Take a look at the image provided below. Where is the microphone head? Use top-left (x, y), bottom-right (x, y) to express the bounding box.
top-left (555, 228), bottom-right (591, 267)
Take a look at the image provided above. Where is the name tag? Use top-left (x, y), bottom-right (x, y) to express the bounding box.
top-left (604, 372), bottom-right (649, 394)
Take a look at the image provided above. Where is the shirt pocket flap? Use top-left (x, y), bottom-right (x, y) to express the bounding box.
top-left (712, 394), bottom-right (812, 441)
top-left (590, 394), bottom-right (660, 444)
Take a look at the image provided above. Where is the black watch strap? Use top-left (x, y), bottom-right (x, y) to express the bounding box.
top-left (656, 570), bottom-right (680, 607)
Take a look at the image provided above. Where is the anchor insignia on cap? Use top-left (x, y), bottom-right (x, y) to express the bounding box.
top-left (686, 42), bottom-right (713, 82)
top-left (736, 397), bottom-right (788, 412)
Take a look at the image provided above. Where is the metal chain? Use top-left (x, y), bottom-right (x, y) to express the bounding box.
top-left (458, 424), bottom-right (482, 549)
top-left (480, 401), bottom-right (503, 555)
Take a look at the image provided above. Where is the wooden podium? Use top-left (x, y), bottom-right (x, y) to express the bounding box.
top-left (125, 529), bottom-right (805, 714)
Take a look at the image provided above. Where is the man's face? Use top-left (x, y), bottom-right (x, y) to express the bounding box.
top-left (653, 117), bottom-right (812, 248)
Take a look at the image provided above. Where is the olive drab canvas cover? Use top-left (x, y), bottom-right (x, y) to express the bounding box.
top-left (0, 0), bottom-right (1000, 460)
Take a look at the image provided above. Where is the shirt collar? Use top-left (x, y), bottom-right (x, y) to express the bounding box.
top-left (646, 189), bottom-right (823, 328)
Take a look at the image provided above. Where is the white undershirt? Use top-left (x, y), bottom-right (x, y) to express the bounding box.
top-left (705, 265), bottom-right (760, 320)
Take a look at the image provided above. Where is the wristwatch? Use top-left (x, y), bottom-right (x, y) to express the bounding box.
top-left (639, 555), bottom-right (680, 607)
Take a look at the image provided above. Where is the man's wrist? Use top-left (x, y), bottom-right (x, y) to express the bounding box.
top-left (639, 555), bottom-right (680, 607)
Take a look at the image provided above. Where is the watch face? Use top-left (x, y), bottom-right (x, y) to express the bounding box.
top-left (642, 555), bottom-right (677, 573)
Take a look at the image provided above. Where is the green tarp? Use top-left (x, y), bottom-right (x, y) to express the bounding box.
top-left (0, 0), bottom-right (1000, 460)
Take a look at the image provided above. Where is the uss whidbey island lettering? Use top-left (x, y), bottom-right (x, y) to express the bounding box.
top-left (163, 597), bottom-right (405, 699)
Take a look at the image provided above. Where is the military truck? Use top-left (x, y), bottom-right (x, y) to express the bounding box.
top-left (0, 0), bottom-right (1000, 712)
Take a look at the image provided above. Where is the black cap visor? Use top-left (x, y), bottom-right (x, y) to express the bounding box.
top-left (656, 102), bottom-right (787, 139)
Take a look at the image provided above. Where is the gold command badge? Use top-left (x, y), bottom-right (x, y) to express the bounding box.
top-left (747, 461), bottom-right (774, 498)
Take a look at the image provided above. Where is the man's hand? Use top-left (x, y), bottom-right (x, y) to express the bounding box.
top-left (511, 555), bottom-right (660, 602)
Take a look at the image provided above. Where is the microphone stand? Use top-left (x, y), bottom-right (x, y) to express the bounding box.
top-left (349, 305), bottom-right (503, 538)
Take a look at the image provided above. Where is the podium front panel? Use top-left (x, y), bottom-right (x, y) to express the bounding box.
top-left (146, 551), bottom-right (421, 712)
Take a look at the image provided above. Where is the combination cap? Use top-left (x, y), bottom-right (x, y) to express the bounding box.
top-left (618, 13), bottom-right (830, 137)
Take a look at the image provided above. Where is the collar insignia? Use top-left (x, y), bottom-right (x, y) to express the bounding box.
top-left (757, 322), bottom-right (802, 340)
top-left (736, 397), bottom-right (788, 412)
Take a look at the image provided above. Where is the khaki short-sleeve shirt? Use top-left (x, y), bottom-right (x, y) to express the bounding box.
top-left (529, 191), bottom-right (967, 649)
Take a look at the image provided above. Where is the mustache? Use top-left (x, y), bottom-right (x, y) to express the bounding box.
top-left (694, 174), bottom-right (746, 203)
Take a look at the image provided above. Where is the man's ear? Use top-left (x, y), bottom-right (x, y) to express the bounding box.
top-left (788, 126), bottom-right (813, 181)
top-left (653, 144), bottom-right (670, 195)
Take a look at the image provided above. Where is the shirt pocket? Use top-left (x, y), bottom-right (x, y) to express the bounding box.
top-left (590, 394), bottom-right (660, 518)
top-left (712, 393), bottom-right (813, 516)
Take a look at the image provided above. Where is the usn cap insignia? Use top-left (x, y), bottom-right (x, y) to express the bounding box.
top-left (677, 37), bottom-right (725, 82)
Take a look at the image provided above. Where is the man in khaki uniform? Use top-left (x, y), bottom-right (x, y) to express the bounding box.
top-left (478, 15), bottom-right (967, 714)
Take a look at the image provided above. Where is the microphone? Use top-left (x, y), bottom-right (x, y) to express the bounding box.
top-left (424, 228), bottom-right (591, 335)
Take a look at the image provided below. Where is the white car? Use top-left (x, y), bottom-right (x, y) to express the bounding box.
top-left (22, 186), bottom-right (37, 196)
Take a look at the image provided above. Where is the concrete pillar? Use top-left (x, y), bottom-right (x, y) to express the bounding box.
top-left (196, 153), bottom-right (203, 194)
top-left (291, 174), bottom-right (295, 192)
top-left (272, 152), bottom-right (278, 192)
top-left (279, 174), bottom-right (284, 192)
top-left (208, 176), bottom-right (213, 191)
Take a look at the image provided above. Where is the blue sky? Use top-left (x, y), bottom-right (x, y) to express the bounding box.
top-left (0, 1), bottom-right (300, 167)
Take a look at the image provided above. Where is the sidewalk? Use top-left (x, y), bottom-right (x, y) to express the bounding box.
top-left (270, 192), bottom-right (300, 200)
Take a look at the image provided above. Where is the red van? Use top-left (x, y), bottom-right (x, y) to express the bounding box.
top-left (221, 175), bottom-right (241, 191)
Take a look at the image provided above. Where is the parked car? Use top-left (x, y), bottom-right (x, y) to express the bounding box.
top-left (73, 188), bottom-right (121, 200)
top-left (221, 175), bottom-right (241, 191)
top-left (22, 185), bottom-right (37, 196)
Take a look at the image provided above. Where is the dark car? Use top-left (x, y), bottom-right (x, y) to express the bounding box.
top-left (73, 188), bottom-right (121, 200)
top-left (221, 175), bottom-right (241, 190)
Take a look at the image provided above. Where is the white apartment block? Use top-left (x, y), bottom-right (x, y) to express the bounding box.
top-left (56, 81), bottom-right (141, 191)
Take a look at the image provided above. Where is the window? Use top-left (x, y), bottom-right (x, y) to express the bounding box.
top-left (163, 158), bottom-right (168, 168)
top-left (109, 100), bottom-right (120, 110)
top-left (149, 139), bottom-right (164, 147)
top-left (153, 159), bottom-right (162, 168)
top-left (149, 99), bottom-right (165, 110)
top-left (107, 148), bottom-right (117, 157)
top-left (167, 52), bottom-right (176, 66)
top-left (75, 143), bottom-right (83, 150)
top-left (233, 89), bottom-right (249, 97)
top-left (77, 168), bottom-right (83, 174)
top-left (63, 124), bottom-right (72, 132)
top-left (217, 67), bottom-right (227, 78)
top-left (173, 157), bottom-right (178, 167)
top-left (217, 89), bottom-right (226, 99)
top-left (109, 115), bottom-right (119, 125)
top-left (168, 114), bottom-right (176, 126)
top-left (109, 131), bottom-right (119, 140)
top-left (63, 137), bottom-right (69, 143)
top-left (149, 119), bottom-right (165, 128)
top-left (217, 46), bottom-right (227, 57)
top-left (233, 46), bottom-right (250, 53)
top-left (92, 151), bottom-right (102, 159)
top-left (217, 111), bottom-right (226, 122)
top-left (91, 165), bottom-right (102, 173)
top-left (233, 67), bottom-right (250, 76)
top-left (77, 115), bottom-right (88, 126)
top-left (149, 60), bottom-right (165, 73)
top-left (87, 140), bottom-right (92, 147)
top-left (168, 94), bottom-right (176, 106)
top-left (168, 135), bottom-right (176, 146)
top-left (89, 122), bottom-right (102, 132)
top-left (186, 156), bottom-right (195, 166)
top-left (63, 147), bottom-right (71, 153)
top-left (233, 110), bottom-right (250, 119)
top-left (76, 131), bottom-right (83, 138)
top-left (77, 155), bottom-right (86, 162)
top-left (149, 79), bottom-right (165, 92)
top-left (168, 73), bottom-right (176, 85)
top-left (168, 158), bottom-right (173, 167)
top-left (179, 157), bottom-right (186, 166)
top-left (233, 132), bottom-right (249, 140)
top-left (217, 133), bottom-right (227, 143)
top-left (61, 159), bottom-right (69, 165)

* _THE REQUEST_
Reproduce the listing from the line containing "is the parked" through the line containing "top-left (56, 81), bottom-right (141, 191)", replacing "apartment block" with "apartment building" and leaving everything else in those lines unchanged.

* _THE REPLY_
Take a look at the image provided above. Where is the parked car? Use top-left (x, y), bottom-right (x, y) to express the bounding box.
top-left (73, 188), bottom-right (121, 200)
top-left (221, 175), bottom-right (241, 191)
top-left (22, 185), bottom-right (37, 196)
Take a look at the image provided above. Where is the dark car? Use top-left (x, y), bottom-right (x, y) to express the bounding box.
top-left (73, 188), bottom-right (121, 200)
top-left (221, 175), bottom-right (241, 190)
Take a look at the image provided above. Where is the white apartment building? Use top-left (x, y), bottom-right (x, y) to express the bounding box.
top-left (56, 81), bottom-right (141, 191)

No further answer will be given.